DATA TO USE |
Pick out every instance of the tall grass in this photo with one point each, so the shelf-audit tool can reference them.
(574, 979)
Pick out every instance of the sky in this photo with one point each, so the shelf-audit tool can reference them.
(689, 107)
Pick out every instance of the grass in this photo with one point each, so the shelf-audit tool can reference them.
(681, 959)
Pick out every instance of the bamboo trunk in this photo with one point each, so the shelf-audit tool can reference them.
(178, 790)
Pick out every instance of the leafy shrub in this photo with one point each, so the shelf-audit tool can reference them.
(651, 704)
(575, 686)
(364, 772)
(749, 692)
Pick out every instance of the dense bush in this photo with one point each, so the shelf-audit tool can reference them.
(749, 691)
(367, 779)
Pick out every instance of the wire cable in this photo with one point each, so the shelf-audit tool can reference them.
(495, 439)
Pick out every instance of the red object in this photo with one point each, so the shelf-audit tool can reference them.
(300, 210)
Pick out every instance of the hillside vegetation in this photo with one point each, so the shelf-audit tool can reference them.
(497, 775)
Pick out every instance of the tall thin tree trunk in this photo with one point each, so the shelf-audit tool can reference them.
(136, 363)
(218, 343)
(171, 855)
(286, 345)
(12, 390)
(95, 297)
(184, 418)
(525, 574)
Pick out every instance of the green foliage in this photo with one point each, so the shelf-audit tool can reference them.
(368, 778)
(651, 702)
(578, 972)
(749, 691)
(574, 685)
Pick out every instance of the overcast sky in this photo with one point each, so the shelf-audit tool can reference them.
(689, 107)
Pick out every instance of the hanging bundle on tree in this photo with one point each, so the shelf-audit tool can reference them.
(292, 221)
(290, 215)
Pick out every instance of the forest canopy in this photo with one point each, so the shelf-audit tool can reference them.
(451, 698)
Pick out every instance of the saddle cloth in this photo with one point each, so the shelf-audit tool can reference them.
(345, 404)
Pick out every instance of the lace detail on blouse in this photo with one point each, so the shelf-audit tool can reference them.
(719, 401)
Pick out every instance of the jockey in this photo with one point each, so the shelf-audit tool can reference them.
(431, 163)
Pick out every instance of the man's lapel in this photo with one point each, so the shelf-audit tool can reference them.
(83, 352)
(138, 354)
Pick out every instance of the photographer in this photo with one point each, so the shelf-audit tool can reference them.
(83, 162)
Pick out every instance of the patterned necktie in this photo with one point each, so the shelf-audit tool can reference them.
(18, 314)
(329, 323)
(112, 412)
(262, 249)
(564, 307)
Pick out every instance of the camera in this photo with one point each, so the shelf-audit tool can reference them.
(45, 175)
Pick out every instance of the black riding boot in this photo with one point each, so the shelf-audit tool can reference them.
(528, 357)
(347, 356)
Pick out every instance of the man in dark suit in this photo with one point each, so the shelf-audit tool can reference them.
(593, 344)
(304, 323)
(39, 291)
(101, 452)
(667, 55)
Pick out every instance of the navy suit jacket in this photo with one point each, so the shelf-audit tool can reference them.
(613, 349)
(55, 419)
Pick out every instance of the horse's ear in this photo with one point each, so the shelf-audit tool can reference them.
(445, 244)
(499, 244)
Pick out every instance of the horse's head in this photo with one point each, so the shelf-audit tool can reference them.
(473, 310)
---
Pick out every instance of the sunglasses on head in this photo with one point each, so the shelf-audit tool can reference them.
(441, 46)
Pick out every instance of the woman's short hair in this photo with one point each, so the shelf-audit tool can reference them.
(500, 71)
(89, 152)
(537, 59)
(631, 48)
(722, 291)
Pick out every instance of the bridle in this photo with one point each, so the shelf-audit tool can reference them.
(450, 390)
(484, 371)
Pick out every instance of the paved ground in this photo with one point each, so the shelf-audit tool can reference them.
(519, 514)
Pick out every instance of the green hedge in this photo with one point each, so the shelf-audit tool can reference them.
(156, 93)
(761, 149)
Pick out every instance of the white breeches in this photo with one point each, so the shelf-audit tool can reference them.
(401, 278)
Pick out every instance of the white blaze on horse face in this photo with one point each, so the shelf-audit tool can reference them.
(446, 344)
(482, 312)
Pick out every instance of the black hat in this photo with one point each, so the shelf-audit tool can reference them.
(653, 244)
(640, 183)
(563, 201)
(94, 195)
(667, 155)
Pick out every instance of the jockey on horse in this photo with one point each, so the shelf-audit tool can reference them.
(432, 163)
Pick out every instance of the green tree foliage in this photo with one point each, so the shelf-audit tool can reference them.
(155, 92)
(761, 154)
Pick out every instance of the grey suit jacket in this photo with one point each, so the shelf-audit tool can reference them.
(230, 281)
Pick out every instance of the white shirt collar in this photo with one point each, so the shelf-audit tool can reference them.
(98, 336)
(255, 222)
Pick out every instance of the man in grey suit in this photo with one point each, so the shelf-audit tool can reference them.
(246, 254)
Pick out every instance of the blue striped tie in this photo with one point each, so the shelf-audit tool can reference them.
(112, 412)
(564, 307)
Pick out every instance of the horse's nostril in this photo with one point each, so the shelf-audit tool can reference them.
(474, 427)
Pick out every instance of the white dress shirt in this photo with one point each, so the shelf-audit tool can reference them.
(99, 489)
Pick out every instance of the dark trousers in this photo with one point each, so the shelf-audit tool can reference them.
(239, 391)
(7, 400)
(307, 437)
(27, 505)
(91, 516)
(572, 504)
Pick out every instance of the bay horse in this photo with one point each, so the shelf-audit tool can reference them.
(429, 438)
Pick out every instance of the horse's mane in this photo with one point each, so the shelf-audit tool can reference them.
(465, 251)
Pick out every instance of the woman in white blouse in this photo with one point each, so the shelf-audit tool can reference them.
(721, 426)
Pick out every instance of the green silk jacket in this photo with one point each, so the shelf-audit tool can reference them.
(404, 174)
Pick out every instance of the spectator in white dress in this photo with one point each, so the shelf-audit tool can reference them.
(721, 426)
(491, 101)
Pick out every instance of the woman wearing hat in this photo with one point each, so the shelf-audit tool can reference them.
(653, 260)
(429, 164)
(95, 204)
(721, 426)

WRITTEN PROBLEM |
How many lines of the data above contain the word "jockey"? Reply with the number alone.

WRITTEN ANSWER |
2